=== Data in this exercise ===
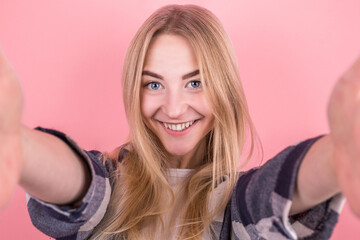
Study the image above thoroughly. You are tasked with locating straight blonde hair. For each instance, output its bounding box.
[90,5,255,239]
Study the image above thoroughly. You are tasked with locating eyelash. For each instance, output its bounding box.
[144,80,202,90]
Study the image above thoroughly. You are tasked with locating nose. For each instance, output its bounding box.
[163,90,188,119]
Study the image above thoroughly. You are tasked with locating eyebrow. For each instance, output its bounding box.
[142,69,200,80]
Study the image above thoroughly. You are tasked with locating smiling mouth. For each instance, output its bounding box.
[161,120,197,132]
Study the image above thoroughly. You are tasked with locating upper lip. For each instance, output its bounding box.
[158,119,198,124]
===
=== Data in this exercise ===
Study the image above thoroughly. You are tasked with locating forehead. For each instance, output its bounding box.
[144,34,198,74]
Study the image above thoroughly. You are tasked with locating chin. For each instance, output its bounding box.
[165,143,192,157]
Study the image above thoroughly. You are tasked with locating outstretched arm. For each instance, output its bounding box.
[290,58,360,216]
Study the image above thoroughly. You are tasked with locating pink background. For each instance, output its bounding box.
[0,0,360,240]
===
Directions> Rescale the entries from the line containing "chin. For each instance, output its bounding box." through the line containing "[0,0,360,240]", both included. Rewrite only those lines, leaving the request lines unchanged and multiplying every bounding-box coordinate in the answers by 0.85, rounded to whole numbers with halves rounded up.

Final answer>
Study the image above thoroughly. You are tasked with locating chin. For each instance, output its bounding box.
[140,122,163,133]
Study the image above thoroughly. You are tasked with locating outstretched arm. For each instance, output its bounding box.
[247,49,306,184]
Study the image above thoroughly. You are tasked with locating pink background. For each instance, output its bounding box.
[0,0,306,204]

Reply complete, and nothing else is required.